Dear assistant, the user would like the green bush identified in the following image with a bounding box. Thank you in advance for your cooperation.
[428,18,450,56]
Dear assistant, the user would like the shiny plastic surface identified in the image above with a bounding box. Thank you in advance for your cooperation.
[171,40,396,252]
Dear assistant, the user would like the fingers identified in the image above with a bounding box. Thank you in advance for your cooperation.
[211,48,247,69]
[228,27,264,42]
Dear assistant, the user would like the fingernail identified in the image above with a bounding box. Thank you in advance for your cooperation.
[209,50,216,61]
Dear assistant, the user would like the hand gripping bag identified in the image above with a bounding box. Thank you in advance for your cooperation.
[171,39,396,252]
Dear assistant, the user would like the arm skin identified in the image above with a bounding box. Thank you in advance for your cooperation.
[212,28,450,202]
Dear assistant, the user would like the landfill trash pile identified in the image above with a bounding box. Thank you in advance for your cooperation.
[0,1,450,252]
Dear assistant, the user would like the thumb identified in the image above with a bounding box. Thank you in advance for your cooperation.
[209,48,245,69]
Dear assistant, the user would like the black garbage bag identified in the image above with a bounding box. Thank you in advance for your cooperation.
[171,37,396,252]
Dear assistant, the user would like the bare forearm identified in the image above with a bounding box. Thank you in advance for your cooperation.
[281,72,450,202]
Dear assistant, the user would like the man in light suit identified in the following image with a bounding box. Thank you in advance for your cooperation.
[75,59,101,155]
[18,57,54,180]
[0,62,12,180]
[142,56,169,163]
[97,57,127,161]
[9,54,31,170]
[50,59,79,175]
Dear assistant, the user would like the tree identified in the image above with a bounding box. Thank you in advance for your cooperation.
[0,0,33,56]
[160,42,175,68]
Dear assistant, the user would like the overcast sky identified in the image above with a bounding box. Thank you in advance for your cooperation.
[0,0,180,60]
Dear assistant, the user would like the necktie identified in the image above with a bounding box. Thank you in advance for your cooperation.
===
* [Written instruction]: Render the lines of the records above as a JSON list of strings, one string per line with blank lines omitted. Start at the line containing "Dear assistant, the user would like the hand" and end at the line containing "[50,59,79,175]", including both of these lines and no others.

* [Written reply]:
[
  "Dear assistant, the user would like the hand gripping bag identified in the image above with a bounding box. Thank you in advance for your cooperation.",
  "[171,39,396,252]",
  "Dear assistant, the user would like the arm skin identified in the image above with a bounding box. Thank you in advance for your cooperation.",
  "[212,28,450,202]",
  "Dear assistant, the user would like the landfill trash pile identified in the image above with a bounding box. Thank you in advance for your cooperation.",
  "[0,1,450,252]",
  "Dear assistant, the user would like the thumb identified in the image above with a bounding box. Thank you in advance for your cooperation.",
  "[209,48,245,69]",
  "Dear assistant, the user would like the black garbage bag identified in the image above with a bounding box. Thank you in advance for your cooperation.",
  "[171,37,396,252]",
  "Dear assistant, the user would like the bare forearm identified in the image above with a bounding box. Thank you in advance for your cooperation.",
  "[281,72,450,202]",
  "Dear assistant, the user would like the man in light suit identified in the following image with a bounding box. Thank you in advance for your cooperation.",
  "[75,59,101,155]",
  "[18,57,54,180]",
  "[0,62,12,180]",
  "[142,56,169,163]",
  "[97,57,127,161]",
  "[9,54,31,170]",
  "[50,59,79,175]"
]